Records
## Start
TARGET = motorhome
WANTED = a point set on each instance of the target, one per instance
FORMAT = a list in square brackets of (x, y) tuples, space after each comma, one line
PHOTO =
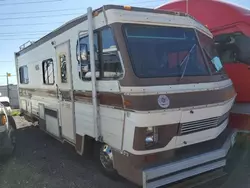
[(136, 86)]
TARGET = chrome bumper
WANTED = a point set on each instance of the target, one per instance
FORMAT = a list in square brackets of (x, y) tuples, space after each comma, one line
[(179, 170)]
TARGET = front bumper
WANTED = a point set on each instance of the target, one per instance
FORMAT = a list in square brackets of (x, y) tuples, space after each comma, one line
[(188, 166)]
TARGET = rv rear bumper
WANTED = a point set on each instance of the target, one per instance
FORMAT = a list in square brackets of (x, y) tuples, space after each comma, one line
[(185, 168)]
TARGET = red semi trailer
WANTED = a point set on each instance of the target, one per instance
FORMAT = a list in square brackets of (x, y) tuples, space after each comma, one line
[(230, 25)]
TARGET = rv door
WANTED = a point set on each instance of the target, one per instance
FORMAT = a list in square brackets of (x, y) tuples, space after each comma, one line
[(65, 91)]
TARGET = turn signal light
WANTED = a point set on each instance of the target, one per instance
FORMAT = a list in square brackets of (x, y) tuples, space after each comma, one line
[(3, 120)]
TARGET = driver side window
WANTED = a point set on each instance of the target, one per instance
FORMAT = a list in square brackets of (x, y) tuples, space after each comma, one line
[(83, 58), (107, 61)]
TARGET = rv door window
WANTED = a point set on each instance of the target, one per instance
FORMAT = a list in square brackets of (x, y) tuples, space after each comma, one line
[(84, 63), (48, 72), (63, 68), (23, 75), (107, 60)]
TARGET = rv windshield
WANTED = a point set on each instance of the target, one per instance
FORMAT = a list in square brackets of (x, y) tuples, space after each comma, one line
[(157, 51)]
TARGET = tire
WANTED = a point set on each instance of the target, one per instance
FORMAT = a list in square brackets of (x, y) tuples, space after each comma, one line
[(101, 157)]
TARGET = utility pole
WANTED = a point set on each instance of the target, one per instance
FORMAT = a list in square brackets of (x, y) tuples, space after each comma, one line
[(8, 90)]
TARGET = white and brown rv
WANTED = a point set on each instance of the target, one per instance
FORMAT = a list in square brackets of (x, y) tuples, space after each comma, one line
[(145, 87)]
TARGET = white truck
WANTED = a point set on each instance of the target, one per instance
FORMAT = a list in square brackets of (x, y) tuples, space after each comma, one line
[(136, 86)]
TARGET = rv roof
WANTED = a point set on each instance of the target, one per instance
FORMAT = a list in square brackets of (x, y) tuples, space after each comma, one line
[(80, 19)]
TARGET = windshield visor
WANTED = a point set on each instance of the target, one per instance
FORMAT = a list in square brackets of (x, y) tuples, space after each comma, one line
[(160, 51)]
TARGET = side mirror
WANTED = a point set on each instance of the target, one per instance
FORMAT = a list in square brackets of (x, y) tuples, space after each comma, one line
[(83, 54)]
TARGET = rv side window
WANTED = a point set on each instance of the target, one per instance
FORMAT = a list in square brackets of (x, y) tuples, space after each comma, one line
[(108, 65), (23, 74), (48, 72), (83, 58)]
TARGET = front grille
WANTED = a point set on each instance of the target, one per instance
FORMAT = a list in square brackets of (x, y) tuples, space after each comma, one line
## End
- _WHAT IS NEEDED_
Copy out the material above with "WANTED" swapped for "GOAL" everywhere and everything else left as it is. Omit the pictures from your copy.

- _OUTPUT_
TARGET = motorhome
GOAL = a point set on each instance of the target, one per instance
FORMAT = a list in square brackets of (x, y) tuples, space after each comma, one line
PHOTO =
[(136, 86)]
TARGET = chrome bumper
GOAL = a point set on each instance of the target, one per instance
FORMAT = a list in square brackets of (x, y) tuples, space after each comma, one line
[(179, 170)]
TARGET = front bumper
GOAL = a point set on each instance of the target, one per instance
FORMAT = a list in square brackets of (x, y) tuples, space after each comma, one line
[(188, 166)]
TARGET = rv rear bumper
GOAL = a point set on each instance of the target, one per instance
FORMAT = a list in square brackets of (x, y) tuples, space after each comma, one line
[(185, 168)]
TARGET = red semi trailer
GOAL = a point set on each instance of the target, one per instance
FORMAT = a list in square brackets of (x, y) tuples, space after each comma, one line
[(230, 25)]
TARGET = rv door
GOAL = a point set on each instance of the target, one per instance
FORMAT = a list in square brackets of (x, y) tuples, space after each comma, one line
[(65, 91)]
TARGET = turn signal light
GOAL = a point set on each instance of the target, one per instance
FORMAT = a list in square brackets of (x, y) tuples, space after each comma, one line
[(3, 120)]
TARGET = driver side window
GOAL = a point set on each instance of the target, one per instance
FORMAT = a list in square brackets of (x, y) tuples, space after each comma, one line
[(83, 58), (107, 61)]
TARGET = rv door window
GOAL = a point set on each instance of the target, one per instance
FORMAT = a list in square brackets of (x, y) tuples, space after each comma, one line
[(84, 63), (48, 72), (63, 68), (23, 75), (107, 60)]
TARGET = rv windshield
GOAL = a point set on each instance of the target, one per instance
FORMAT = a list in square brackets of (x, y) tuples, space after each comma, one line
[(157, 51)]
TARGET = tire
GOAL = a point set on each instance of the target, one per instance
FORMAT = a list in square brackets of (x, y) tuples, space after each comma, one line
[(101, 157)]
TARGET = utility pole
GOAL = a point set on each instance of the target, one per instance
FORMAT = a list in square brackets of (x, y) tuples, space after each comma, one line
[(8, 90)]
TARGET = white and brown rv
GOAL = a point set on each instance of the target, one per instance
FORMAT = a list in square brackets of (x, y) tuples, space after each comma, one line
[(145, 87)]
TARGET = white truck
GOAL = a point set on each instance of the target, one per instance
FORMAT = a list in square brackets of (x, y) tuples, space after each comma, one line
[(136, 86)]
TARGET = rv roof
GOAL = a point set on each instance of the target, one per instance
FORMAT = a list in square brackets of (x, y) tuples, space after each comma, one line
[(80, 19)]
TARGET = windshield visor
GOAL = a point set on each instance of the target, one per instance
FORMAT = a list in square brackets of (x, y) tuples, space after each comma, one line
[(160, 51)]
TARGET = side mirror
GOAL = a point set on each instance of the target, one per instance
FORMAT = a list in square brackets of (x, y) tuples, space after each comma, one line
[(83, 54)]
TARGET = rv side window
GOAL = a point set on each instance of the target, one per instance
FORMAT = a list in square brackets of (x, y) tuples, space after each comma, one line
[(108, 65), (23, 74), (48, 72), (83, 58)]
TARGET = front grille
GOAL = a point set on each instance of the target, one per instance
FORMAT = a list in square brackets of (x, y) tuples, space after each comma, one line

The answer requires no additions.